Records
-- start --
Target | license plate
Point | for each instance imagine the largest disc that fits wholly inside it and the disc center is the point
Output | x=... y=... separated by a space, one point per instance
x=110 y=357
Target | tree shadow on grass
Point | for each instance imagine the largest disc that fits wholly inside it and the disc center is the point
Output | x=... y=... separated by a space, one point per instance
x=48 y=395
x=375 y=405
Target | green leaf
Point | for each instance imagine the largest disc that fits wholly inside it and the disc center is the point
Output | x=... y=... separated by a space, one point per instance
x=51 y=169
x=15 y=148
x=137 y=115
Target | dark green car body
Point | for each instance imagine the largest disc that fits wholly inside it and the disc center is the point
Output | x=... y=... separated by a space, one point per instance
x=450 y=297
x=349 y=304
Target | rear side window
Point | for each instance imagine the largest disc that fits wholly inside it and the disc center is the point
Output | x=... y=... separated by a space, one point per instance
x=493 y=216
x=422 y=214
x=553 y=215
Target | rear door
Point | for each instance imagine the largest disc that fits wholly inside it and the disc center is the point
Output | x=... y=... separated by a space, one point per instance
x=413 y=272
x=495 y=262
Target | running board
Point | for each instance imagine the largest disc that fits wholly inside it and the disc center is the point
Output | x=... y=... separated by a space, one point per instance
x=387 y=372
-- end --
-- start --
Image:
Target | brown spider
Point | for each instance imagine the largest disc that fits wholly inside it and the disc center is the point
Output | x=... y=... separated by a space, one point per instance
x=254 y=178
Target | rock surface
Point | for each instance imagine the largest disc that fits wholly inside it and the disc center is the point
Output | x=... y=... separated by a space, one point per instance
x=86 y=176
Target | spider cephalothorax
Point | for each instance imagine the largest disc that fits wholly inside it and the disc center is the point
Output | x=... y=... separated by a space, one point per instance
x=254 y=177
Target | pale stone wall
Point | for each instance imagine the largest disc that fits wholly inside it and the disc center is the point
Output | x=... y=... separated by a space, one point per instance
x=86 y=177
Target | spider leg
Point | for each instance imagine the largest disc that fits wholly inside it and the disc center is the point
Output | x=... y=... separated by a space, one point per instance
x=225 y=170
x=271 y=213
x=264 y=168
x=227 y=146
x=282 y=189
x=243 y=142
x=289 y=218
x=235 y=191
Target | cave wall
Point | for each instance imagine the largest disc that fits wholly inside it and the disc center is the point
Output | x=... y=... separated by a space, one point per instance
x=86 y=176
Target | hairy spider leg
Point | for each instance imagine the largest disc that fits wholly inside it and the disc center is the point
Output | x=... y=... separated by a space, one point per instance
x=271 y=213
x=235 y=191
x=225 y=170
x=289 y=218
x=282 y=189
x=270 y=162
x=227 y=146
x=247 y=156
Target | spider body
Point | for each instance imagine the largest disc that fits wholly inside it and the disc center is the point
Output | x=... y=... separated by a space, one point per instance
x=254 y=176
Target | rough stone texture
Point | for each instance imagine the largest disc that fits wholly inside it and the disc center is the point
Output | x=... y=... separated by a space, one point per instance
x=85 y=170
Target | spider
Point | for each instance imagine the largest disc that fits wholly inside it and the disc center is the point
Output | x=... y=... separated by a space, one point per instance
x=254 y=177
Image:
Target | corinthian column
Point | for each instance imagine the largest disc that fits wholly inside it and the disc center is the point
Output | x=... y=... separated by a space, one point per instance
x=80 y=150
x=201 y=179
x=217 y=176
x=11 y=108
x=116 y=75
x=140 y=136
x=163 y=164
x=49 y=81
-- end --
- _GIVEN INSTRUCTION_
Quote word for word the lines of the records, starting at the line that contains "Target | license plate" and ending at the line that contains "x=387 y=372", with both of those lines included.

- _THE COMPLETED TASK_
Target | license plate
Point | for each instance imagine the largest disc that fits wholly inside it and the disc center is the point
Output | x=... y=... separated by a space, one point per instance
x=110 y=357
Target | tree shadow on grass
Point | for each instance imagine the largest disc that fits wholly inside it and the disc center is the point
Output | x=... y=... separated by a space, one point per instance
x=48 y=395
x=375 y=405
Target | green leaf
Point | for each instance imagine the largest disc that fits wholly inside it and the disc center is the point
Output | x=... y=... separated by a space, one point per instance
x=51 y=169
x=15 y=148
x=137 y=115
Target | dark green car body
Point | for each instance imagine the largest disc that fits wholly inside it and the disc center is the point
Output | x=... y=... separated by a space, one point per instance
x=450 y=297
x=349 y=304
Target | rear side window
Point | for each instance imagine the largest disc that fits wholly inside it and the disc center is the point
Output | x=... y=... separated by a space, one point per instance
x=493 y=216
x=422 y=214
x=553 y=215
Target | rear door
Point | for each instance imagine the largest disc that fits wholly inside it and the disc center is the point
Output | x=... y=... separated by a space, one point per instance
x=413 y=272
x=495 y=262
Target | running board
Point | for each instance imagine the largest disc that fits wholly inside it and the disc center is the point
Output | x=... y=... separated by a space, one point per instance
x=387 y=372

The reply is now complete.